** Selected passage **
Begin
Coulomb Gauge misunderstanding

Question

If we have $\vec A(\vec r,t)$ and $\phi (\vec r,t)$ and we make the following gauge transformations:

$$\vec A(\vec r,t)'= \vec A(\vec r,t) + \nabla f(\vec r,t)$$

$$\phi(\vec r,t)'=\phi(\vec r,t) - \frac{\partial f(\vec r,t)}{\partial t}.$$

Coulomb Gauge: When we say this condition must be fulfilled: $\nabla \vec A(\vec r,t)=0$ does this also imply:

$$\nabla \vec A(\vec r,t)'=0$$

In our notes we wrote:

$$\nabla \vec A(\vec r,t)'=\nabla [\vec A(\vec r,t) + \nabla f(\vec r,t)]=0$$

$$\nabla \vec A(\vec r,t)'=\nabla\vec A(\vec r,t) + \Delta f(\vec r,t)=0$$

Assuming $\nabla \vec A(\vec r,t)=g(\vec r,t)$

$$\nabla \vec A(\vec r,t)'= g(\vec r,t)+ \Delta f(\vec r,t)=0 \rightarrow \Delta f(\vec r,t)=-g(\vec r,t) $$

But I also have seen this:

$$\nabla \vec A(\vec r,t)'=\nabla\vec A(\vec r,t) + \Delta f(\vec r,t)$$

Intital condition: $$\nabla\vec A(\vec r,t)=0$$

Then $$\Delta f(\vec r,t)=0$$

So I am really confused. When we consider the following condition $\nabla \vec A=0$ do we assume that the initial NOT TRANSFORMED vector potential must satisfy this condition or the transformed vector potential $\vec A'$ ?

EDIT:

Or we could also have:

$$\nabla \vec A(\vec r,t)'=h(\vec r,t)$$

And in the end you would get for $\Delta f(\vec r,t)$:

1. $\Delta f(\vec r,t)= h(\vec r,t)$ when you assume that $\nabla \vec A =0$
2. $\Delta f(\vec r,t)= h(\vec r,t) - g(\vec r,t)$ when you assume that $\nabla \vec A = g(\vec r,t)$.

As I mentioned earlier, I am thoroughly confused about what is going on?

Answer 1

First of all I suggest to correct your notation, you used the same symbol for the gradient and the divergence (omitting the dot). In the following I'll assume you are familiar with these concepts.
End
** Rows from a dataset **
Begin
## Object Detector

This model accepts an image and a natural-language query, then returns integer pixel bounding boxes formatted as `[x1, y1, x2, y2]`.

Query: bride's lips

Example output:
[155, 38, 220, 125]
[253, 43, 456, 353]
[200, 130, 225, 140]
End
** To do **
Reproduce the Coulomb gauge thread word for word between "Or we could" and "with these concepts.", inclusive.

** Result **
Or we could also have:

$$\nabla \vec A(\vec r,t)'=h(\vec r,t)$$

And in the end you would get for $\Delta f(\vec r,t)$:

1. $\Delta f(\vec r,t)= h(\vec r,t)$ when you assume that $\nabla \vec A =0$
2. $\Delta f(\vec r,t)= h(\vec r,t) - g(\vec r,t)$ when you assume that $\nabla \vec A = g(\vec r,t)$.

As I mentioned earlier, I am thoroughly confused about what is going on?

Answer 1

First of all I suggest to correct your notation, you used the same symbol for the gradient and the divergence (omitting the dot). In the following I'll assume you are familiar with these concepts.